> [RECORD EXCERPTS]
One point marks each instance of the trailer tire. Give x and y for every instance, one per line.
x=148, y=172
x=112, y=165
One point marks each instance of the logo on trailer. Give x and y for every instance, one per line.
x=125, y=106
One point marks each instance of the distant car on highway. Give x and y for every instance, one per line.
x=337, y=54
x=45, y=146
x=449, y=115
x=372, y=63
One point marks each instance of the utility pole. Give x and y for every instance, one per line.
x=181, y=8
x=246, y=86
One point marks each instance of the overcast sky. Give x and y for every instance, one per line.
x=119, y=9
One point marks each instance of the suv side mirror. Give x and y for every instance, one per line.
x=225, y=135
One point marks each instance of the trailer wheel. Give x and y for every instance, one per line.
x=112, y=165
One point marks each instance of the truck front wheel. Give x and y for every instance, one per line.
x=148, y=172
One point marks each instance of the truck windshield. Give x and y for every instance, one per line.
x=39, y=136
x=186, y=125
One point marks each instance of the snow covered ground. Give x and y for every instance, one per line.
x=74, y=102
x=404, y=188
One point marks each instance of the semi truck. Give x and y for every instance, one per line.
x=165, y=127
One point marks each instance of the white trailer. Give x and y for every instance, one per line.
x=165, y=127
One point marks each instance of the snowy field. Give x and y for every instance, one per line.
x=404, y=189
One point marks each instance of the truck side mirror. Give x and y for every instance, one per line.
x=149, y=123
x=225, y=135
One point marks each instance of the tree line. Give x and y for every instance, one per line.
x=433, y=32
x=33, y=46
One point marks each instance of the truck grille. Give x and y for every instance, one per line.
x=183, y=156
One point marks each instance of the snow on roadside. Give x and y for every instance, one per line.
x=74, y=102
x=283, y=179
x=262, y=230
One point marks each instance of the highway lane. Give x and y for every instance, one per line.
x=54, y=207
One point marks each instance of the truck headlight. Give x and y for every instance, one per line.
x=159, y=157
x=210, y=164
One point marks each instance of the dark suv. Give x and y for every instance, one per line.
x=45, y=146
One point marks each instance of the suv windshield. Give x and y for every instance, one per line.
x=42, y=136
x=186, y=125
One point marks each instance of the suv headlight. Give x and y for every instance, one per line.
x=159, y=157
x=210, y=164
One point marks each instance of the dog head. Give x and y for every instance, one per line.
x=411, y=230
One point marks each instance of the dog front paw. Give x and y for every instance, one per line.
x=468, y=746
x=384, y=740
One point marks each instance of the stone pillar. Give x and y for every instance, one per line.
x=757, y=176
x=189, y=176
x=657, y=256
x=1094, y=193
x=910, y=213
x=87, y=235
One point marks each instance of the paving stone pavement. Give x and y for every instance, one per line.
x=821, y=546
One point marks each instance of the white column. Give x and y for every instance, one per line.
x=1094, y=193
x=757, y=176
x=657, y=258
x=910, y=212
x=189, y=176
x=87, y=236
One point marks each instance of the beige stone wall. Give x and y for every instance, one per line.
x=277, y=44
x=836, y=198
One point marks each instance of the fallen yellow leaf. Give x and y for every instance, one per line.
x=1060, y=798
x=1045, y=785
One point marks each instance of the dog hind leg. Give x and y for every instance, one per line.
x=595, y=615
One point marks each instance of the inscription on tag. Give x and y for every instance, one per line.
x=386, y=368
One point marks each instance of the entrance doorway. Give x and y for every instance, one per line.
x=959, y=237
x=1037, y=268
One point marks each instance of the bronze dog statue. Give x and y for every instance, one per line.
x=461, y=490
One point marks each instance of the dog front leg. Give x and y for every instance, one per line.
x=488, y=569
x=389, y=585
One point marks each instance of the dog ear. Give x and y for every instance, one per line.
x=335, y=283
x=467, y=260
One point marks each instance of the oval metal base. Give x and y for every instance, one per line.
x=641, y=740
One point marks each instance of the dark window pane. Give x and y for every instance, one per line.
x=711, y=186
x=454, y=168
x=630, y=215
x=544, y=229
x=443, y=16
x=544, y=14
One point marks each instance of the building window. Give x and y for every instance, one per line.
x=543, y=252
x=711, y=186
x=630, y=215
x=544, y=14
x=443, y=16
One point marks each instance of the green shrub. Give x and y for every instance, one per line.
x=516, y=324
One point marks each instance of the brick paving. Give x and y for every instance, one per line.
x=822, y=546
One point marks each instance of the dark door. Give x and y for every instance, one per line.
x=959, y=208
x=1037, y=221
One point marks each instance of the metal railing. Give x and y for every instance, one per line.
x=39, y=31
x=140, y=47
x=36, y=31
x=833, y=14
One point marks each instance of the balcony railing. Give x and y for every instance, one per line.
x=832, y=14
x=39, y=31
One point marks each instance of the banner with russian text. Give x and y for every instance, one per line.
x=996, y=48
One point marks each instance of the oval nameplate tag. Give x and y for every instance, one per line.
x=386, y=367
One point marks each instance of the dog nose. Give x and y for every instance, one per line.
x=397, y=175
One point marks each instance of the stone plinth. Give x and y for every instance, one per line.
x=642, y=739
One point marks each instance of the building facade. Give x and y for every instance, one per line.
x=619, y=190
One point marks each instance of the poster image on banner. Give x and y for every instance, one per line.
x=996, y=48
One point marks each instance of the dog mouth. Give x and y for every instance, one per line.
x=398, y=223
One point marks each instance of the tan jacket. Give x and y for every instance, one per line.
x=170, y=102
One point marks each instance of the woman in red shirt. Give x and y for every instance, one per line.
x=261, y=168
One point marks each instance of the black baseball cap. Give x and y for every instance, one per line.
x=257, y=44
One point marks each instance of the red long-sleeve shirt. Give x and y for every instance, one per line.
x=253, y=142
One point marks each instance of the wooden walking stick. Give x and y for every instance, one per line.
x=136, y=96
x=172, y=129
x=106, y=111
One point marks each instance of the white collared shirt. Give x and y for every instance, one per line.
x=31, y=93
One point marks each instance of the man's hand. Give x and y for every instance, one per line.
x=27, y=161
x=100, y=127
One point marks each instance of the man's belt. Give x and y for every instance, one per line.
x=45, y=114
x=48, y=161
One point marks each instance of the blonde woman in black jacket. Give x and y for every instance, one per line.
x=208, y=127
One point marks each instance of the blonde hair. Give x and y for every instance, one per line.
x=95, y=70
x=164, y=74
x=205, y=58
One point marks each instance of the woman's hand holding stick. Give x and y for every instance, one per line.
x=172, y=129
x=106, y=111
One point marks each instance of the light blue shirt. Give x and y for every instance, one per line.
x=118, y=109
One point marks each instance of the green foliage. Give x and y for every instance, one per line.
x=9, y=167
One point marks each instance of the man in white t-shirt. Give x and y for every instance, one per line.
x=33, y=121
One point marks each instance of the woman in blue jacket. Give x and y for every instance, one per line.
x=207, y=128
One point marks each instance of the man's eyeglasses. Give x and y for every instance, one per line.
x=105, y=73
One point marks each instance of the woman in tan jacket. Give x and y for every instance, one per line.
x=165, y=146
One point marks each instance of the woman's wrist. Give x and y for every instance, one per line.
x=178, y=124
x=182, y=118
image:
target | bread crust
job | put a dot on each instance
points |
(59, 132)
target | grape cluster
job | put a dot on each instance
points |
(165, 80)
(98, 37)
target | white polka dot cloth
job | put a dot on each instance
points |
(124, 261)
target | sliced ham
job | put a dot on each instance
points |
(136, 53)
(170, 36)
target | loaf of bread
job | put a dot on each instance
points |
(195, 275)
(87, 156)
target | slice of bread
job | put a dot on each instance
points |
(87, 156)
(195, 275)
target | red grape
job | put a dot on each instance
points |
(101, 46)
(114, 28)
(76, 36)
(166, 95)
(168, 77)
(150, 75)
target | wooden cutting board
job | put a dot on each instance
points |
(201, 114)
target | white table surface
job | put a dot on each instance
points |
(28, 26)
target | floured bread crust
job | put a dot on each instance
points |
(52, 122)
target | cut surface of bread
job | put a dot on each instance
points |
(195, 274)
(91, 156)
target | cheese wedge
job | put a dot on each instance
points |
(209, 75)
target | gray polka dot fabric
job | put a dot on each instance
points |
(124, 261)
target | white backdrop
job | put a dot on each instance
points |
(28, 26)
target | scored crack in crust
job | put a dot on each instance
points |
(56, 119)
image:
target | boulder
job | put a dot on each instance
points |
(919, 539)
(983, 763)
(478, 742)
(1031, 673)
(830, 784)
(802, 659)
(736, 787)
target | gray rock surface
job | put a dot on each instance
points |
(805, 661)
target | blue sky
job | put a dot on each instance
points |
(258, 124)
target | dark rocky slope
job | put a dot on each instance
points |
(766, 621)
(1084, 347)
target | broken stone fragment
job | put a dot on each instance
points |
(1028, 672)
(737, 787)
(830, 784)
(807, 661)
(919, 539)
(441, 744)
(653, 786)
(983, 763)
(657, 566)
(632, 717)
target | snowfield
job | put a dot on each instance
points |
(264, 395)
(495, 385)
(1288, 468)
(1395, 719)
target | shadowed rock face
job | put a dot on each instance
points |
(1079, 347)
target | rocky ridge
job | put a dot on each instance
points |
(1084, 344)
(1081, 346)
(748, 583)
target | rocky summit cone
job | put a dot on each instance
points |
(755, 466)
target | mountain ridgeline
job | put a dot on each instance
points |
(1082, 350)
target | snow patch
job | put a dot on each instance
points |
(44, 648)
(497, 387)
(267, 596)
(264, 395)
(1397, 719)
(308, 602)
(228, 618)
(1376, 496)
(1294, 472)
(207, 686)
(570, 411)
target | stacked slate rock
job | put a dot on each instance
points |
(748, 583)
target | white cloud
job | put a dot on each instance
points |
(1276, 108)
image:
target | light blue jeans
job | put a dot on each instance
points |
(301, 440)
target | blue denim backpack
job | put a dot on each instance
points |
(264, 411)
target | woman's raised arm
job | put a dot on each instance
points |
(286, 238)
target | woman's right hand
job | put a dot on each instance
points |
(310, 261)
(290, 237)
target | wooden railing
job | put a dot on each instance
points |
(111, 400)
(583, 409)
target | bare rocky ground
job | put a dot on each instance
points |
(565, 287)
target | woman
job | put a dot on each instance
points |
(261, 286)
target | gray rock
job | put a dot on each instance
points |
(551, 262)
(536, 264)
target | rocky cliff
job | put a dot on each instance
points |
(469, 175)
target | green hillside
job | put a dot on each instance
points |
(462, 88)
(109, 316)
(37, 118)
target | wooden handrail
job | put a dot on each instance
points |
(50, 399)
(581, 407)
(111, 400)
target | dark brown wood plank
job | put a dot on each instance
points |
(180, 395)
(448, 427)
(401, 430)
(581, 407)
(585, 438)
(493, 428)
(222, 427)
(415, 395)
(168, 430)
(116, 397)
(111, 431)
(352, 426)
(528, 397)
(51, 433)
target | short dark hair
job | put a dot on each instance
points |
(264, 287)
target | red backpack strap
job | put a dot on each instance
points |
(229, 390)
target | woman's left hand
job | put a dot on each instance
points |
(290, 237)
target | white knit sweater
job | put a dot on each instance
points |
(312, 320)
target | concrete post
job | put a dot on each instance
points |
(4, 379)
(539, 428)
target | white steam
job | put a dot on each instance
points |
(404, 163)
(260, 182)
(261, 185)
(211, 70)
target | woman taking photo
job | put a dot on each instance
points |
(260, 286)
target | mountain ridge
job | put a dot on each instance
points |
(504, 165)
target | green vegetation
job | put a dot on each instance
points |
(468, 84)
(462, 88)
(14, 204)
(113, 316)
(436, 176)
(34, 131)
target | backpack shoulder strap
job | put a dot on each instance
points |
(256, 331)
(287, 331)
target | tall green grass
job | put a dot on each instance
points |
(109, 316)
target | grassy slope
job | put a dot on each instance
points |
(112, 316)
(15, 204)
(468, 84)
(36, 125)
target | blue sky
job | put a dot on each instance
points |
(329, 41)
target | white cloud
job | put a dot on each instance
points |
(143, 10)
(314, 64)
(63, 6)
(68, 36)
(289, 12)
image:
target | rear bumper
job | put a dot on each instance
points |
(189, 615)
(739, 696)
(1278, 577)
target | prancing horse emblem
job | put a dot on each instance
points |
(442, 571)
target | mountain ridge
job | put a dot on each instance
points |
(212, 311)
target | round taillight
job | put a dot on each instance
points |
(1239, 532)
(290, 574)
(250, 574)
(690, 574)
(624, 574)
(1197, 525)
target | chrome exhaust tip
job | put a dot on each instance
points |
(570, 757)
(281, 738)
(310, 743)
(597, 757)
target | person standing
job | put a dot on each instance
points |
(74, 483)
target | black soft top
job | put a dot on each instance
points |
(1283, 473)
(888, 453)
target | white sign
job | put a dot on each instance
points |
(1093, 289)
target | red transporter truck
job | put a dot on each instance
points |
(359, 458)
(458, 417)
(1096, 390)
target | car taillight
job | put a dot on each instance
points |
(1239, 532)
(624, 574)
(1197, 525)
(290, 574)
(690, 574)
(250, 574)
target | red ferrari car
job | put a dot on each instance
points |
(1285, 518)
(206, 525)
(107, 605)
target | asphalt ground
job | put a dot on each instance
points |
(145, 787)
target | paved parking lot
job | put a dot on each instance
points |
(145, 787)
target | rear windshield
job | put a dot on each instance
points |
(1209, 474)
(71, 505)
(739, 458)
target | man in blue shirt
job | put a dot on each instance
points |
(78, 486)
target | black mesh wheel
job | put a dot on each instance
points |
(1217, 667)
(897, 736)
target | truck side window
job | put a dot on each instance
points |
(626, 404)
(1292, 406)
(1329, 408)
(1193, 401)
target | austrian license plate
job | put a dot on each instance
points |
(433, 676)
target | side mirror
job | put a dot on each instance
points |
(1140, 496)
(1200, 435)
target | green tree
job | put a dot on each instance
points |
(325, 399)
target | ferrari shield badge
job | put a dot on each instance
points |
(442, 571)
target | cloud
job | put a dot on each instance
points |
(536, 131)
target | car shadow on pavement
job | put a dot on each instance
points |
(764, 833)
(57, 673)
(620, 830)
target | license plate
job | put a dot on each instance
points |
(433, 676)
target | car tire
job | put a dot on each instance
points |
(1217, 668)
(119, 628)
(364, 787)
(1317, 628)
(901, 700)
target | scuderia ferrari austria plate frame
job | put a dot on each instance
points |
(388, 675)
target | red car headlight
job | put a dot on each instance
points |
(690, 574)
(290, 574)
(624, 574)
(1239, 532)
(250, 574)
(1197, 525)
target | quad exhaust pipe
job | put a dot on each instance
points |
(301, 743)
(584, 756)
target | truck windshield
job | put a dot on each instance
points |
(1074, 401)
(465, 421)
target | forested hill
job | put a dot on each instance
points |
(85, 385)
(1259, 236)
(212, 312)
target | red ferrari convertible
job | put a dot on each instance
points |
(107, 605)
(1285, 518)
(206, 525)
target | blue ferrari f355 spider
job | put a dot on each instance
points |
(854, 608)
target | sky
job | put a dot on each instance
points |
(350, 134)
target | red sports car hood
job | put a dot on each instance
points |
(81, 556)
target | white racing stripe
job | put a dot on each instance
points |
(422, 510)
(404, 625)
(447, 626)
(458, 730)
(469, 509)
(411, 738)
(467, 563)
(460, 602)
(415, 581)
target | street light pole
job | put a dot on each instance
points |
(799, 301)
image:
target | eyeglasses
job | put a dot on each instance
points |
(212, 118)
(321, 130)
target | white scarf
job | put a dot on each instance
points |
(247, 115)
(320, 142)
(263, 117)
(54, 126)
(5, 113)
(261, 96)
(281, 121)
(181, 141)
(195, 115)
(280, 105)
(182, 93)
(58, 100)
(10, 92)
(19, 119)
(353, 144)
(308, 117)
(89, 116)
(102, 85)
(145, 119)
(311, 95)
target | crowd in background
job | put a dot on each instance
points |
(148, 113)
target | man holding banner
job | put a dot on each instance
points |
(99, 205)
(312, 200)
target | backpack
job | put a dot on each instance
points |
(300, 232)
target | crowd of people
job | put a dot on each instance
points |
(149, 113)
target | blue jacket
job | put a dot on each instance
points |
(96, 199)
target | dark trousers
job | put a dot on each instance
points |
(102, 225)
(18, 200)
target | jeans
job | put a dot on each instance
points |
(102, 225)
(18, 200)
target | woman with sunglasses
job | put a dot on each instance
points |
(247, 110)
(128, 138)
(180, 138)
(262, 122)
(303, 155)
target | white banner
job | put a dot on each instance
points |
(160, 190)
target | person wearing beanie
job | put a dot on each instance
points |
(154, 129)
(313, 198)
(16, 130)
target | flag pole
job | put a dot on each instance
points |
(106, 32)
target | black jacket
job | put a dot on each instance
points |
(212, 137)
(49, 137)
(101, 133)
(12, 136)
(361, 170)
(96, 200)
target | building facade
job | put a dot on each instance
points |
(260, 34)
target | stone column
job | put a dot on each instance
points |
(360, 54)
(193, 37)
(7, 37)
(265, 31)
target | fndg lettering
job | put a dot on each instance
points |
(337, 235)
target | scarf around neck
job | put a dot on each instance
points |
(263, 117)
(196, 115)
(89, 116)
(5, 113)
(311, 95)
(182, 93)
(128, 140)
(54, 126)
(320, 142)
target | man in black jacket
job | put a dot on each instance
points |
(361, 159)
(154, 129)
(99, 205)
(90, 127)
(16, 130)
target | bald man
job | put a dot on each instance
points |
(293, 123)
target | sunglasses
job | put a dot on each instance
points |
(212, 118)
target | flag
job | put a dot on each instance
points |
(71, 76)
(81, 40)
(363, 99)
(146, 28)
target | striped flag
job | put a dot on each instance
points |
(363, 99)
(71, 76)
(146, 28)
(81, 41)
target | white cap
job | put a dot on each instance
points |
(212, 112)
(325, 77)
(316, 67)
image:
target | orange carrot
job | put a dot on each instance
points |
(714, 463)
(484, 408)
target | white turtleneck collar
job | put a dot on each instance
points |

> [TASK GOAL]
Would you copy every line of the entries in which "exhaust" appears?

> [ANSWER BELOW]
target | chrome exhaust tip
target | quad exhaust pipe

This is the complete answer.